Rocket J Squrriel (Frostbite Falls, MN)
USS Wasp was commissioned in 1940 and sunk in 1942. In that space of time she had an incredibly active life. Ferrying British aircraft to the besieged island of Malta in the Mediterranean. Her and the battleship USS Washington operating with the Royal Navy to escort convoys to Murmansk in Russia. Transferred to the Pacific, operating in the Solomons against the Japanese. When torpedoed, she held herself together long enough for the majority of the crew to abandon ship. With her skipper the last to leave after making sure no one was left aboard.
DSM14 (Westfield NJ)
I can't imagine any decent American saying "Why do you want to talk about a wreck? You know you lost that battle.’” It is as offensive as Trump saying McCain wasn't a hero because he was captured.
Michigander (USA)
@DSM14 ignorance of what those sailor went through. but I agree it is hard to understand.
Elaine Lynch (Bloomingdale, NJ)
@DSM14 the key word is 'decent'.
Paul Shindler (NH)
My uncle, Lt. Paul Doane, was lost in WWII on the USS Seawolf (SS 197) submarine, which was never found. If was reportedly sunk by freindly fire near the end of the war. It's wonderful to see these huge efforts to locate these ships and give closure to the families. Special thanks to all involved.
Bob (San Diego County)
@Paul Shindler My uncle, for whom I was named, was lost with all hands on the USS Grayback, SS-208, in the East China Sea, caught on the surface by a Japanese bomber. Grayback has not been located either. I served on an SSBN and earned my gold dolphins. The legacy we had to live up to from the Second World War was humbling.
cellodad (Mililani)
I'm fascinated by nautical archaeology and what it can tell us about who we are and where we came from. From the Late Bronze Age wreck at Ulu Burun to this one, we've only begun to explore. Thank you Paul Allen.
jprfrog (NYC)

What to produce:
Reproduce the part of the reader comments that opens with the words "Bob (San Diego" and closes with "War was humbling.".

Dataset excerpts:
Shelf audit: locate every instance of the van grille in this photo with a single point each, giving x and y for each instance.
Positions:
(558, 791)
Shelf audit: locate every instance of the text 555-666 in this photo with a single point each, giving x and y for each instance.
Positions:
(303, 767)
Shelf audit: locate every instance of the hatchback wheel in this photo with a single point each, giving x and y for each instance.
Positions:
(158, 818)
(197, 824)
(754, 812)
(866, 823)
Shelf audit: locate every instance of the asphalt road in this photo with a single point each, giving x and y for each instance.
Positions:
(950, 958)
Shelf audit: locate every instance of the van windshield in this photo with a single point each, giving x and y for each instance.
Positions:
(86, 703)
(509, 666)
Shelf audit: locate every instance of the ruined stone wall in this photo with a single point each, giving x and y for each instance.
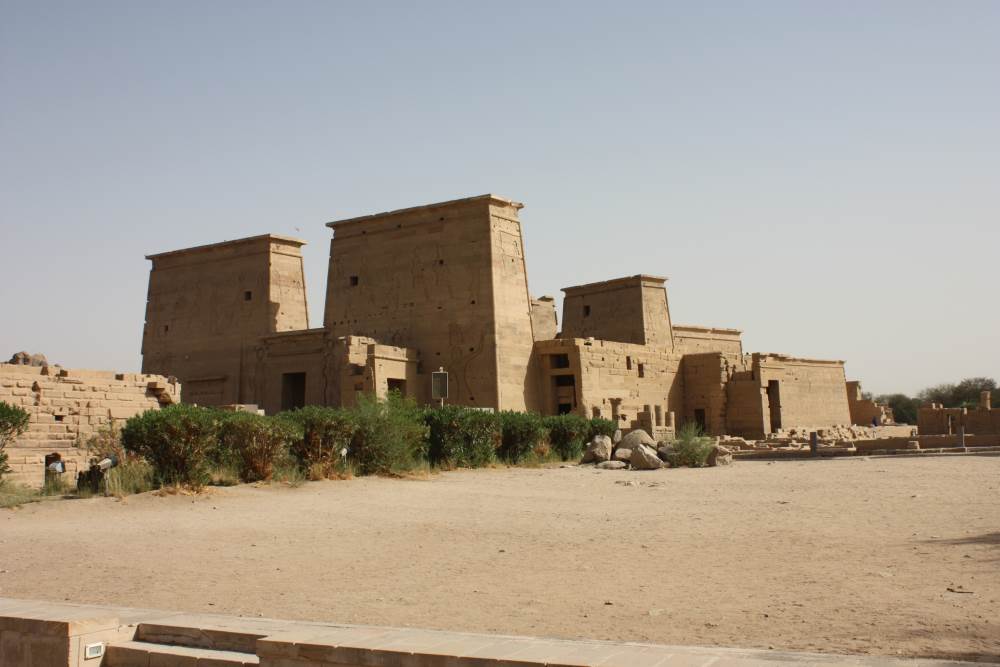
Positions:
(705, 400)
(67, 406)
(636, 385)
(207, 306)
(448, 281)
(864, 410)
(696, 340)
(626, 310)
(335, 369)
(810, 392)
(934, 419)
(544, 323)
(746, 406)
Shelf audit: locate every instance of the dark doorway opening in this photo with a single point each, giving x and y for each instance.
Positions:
(293, 390)
(699, 419)
(774, 404)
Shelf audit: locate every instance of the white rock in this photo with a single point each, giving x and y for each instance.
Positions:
(598, 450)
(645, 458)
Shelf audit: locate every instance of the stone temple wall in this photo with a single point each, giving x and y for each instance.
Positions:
(68, 406)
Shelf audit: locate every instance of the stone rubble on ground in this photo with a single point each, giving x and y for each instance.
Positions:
(645, 458)
(638, 451)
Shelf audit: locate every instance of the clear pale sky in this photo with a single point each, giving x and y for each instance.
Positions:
(823, 176)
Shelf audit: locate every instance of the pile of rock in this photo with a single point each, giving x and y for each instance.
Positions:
(639, 451)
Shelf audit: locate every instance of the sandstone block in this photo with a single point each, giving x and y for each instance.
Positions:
(645, 458)
(598, 450)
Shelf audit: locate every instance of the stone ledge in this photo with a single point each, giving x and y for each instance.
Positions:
(305, 644)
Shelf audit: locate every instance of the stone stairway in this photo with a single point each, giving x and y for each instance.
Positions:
(146, 654)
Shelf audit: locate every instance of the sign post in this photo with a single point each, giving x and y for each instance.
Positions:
(439, 385)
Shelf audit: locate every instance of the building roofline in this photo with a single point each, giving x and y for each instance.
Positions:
(787, 357)
(291, 240)
(692, 327)
(486, 197)
(614, 282)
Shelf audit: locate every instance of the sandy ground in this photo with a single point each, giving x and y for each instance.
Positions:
(848, 556)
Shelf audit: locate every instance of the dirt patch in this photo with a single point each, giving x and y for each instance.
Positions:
(888, 556)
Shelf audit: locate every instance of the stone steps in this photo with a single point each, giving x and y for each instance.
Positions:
(147, 654)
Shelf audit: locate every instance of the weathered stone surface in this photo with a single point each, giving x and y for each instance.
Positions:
(444, 285)
(636, 438)
(720, 456)
(67, 408)
(622, 454)
(645, 458)
(24, 359)
(598, 450)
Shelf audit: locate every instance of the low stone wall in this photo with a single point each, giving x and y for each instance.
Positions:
(52, 634)
(67, 406)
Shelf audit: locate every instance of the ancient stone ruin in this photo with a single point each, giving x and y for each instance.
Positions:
(445, 286)
(67, 406)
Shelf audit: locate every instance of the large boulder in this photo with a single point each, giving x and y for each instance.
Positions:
(598, 450)
(719, 456)
(645, 458)
(636, 438)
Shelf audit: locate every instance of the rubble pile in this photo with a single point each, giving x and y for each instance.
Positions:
(639, 451)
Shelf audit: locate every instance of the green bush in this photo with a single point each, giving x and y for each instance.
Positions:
(690, 447)
(254, 443)
(459, 436)
(177, 441)
(320, 438)
(522, 433)
(568, 434)
(601, 426)
(13, 422)
(390, 436)
(132, 475)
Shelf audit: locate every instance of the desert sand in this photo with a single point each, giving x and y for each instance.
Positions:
(867, 555)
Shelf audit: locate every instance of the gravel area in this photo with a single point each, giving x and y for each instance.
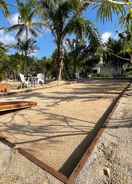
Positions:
(111, 161)
(63, 118)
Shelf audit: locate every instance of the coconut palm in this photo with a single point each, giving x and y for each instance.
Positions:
(63, 19)
(27, 25)
(4, 7)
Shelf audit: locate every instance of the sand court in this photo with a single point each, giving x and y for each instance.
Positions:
(63, 118)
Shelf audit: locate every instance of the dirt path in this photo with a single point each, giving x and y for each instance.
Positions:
(111, 162)
(63, 118)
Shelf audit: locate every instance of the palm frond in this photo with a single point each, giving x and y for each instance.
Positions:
(105, 9)
(4, 7)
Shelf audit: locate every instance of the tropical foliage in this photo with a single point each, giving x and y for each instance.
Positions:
(78, 43)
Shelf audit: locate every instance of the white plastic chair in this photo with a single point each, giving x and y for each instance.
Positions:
(24, 81)
(40, 78)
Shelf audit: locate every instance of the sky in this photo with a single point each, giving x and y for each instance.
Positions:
(45, 42)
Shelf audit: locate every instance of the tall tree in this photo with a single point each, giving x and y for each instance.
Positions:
(28, 24)
(62, 19)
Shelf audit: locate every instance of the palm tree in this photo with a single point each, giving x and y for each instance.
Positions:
(3, 7)
(62, 19)
(27, 24)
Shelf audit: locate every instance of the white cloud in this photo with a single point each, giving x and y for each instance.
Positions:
(105, 36)
(6, 38)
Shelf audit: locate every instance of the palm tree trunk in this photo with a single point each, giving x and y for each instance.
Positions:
(131, 58)
(61, 67)
(60, 60)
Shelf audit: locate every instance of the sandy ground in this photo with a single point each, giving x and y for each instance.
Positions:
(111, 161)
(64, 116)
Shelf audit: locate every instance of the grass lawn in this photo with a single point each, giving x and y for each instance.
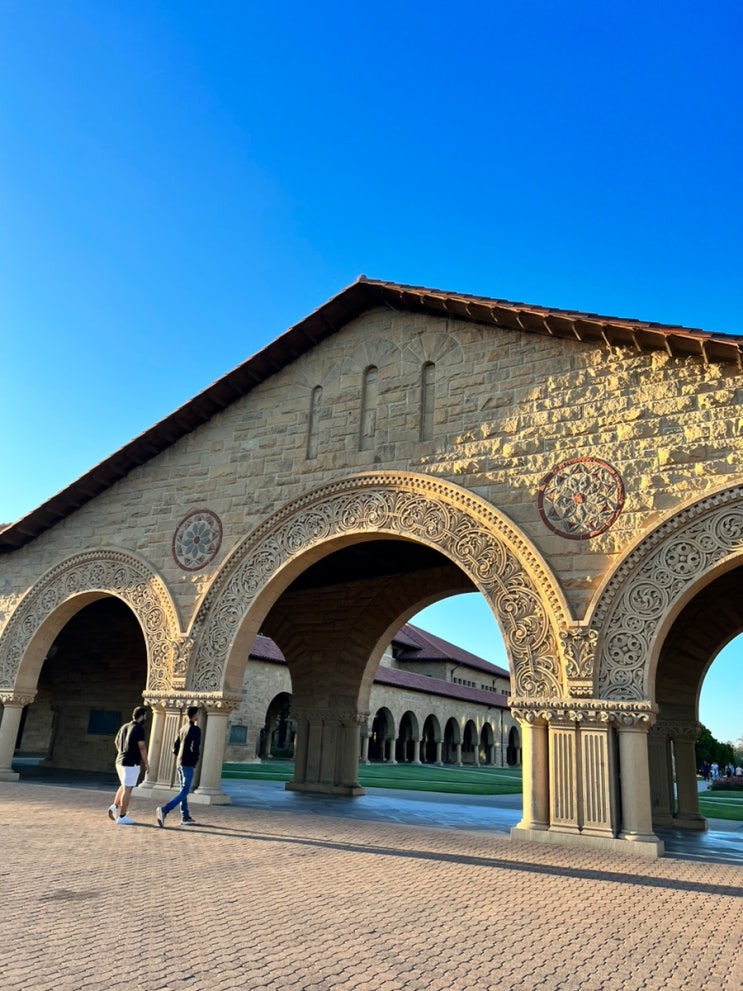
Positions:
(413, 777)
(722, 805)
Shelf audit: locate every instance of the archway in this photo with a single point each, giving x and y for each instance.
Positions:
(406, 751)
(362, 556)
(90, 680)
(452, 742)
(660, 621)
(279, 730)
(431, 751)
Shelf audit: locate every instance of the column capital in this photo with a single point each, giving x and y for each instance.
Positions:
(330, 715)
(640, 714)
(19, 699)
(211, 701)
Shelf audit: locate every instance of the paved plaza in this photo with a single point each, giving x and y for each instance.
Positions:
(287, 891)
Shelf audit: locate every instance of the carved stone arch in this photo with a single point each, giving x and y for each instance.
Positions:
(498, 558)
(658, 574)
(94, 574)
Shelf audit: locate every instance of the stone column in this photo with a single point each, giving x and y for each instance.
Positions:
(637, 820)
(327, 751)
(599, 800)
(661, 775)
(564, 773)
(212, 758)
(535, 752)
(684, 736)
(390, 748)
(154, 746)
(417, 744)
(13, 705)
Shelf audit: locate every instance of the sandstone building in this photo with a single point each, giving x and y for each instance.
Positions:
(400, 444)
(431, 702)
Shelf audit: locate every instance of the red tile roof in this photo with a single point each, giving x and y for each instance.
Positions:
(362, 295)
(423, 646)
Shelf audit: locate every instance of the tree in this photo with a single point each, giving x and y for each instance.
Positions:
(711, 750)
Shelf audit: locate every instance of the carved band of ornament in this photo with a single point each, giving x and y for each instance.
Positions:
(108, 571)
(681, 729)
(329, 716)
(651, 582)
(435, 514)
(211, 701)
(17, 699)
(621, 714)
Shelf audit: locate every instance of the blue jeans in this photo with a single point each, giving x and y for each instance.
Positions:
(185, 780)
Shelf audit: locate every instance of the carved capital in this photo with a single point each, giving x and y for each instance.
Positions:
(18, 699)
(579, 652)
(211, 701)
(181, 653)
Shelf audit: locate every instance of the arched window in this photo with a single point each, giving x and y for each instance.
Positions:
(369, 399)
(428, 400)
(313, 422)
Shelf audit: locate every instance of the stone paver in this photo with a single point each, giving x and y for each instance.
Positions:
(256, 899)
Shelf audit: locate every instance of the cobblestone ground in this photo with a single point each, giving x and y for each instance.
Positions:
(259, 900)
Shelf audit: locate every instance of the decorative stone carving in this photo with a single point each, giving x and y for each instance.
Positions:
(647, 585)
(111, 572)
(211, 701)
(197, 540)
(685, 729)
(579, 649)
(530, 710)
(581, 498)
(17, 698)
(500, 561)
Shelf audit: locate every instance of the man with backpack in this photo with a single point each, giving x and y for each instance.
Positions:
(131, 756)
(186, 748)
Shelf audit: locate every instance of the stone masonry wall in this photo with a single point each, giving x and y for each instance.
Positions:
(509, 407)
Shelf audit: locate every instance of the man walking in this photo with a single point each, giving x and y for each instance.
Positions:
(131, 755)
(187, 747)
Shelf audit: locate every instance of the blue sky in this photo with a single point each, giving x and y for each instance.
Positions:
(180, 182)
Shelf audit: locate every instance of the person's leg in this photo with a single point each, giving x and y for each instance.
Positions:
(186, 774)
(180, 797)
(125, 800)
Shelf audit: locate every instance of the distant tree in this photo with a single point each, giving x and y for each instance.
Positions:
(709, 749)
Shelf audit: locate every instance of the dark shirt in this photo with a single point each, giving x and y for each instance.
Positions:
(130, 755)
(188, 746)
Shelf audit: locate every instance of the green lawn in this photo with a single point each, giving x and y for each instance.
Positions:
(413, 777)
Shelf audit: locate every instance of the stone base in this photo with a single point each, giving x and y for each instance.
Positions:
(163, 795)
(611, 844)
(697, 822)
(323, 789)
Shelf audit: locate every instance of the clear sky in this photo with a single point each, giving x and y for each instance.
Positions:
(182, 181)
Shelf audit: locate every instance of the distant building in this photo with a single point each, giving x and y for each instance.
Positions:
(431, 703)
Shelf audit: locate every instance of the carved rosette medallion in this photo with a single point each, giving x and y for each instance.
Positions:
(502, 564)
(585, 711)
(581, 498)
(197, 540)
(646, 587)
(579, 649)
(112, 572)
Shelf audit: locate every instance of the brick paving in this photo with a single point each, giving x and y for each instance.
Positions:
(256, 899)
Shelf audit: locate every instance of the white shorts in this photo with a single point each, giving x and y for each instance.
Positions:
(128, 776)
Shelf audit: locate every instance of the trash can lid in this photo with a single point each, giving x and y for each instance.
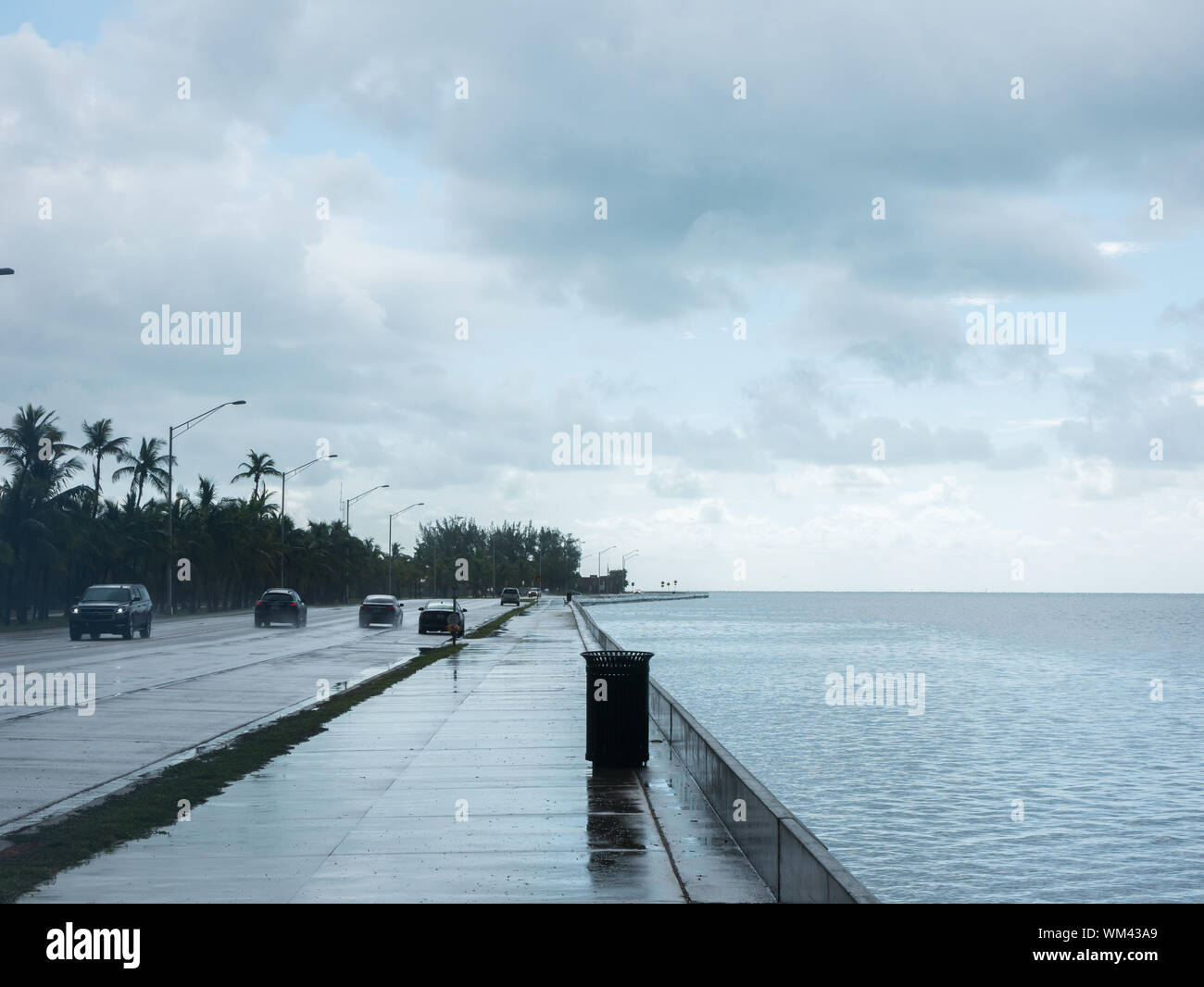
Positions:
(617, 656)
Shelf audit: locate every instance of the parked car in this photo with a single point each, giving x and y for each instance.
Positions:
(281, 606)
(119, 608)
(436, 615)
(381, 609)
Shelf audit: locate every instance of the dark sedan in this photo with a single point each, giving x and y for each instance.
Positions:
(436, 615)
(281, 606)
(111, 609)
(382, 609)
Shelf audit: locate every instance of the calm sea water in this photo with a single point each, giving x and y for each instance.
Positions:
(1035, 698)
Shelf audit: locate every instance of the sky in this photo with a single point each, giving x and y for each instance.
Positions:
(805, 209)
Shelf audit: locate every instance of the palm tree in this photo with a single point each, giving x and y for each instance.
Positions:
(101, 444)
(35, 508)
(149, 464)
(257, 468)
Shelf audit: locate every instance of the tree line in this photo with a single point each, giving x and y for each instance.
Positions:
(60, 533)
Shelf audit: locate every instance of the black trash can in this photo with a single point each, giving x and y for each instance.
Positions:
(617, 708)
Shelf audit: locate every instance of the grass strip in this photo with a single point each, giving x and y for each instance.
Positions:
(44, 850)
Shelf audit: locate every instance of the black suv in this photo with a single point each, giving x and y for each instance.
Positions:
(119, 608)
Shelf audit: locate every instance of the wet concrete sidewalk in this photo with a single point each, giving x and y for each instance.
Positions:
(465, 782)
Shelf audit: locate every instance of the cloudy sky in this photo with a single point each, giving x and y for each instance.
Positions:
(805, 208)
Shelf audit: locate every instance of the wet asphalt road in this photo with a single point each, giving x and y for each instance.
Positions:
(192, 681)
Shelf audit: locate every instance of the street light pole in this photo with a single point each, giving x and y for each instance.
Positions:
(284, 477)
(171, 464)
(347, 586)
(600, 562)
(390, 541)
(629, 555)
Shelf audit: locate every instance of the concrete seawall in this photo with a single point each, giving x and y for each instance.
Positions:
(595, 600)
(791, 859)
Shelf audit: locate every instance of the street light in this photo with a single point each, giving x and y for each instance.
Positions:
(284, 477)
(420, 504)
(382, 486)
(633, 552)
(171, 462)
(600, 562)
(347, 588)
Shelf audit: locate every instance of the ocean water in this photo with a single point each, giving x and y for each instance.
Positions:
(1031, 701)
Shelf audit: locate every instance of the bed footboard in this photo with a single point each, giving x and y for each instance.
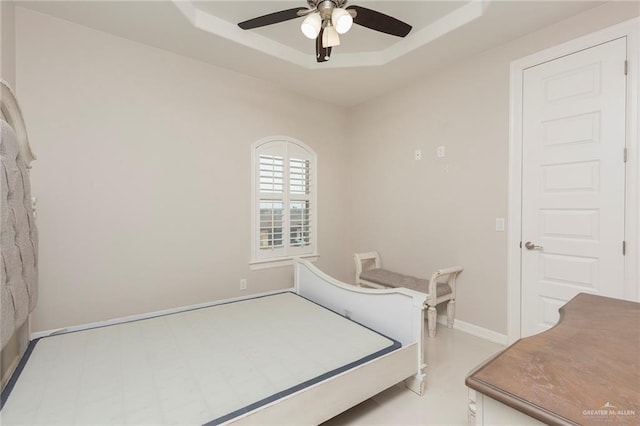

Full answer:
Bob (San Diego County)
@Paul Shindler My uncle, for whom I was named, was lost with all hands on the USS Grayback, SS-208, in the East China Sea, caught on the surface by a Japanese bomber. Grayback has not been located either. I served on an SSBN and earned my gold dolphins. The legacy we had to live up to from the Second World War was humbling.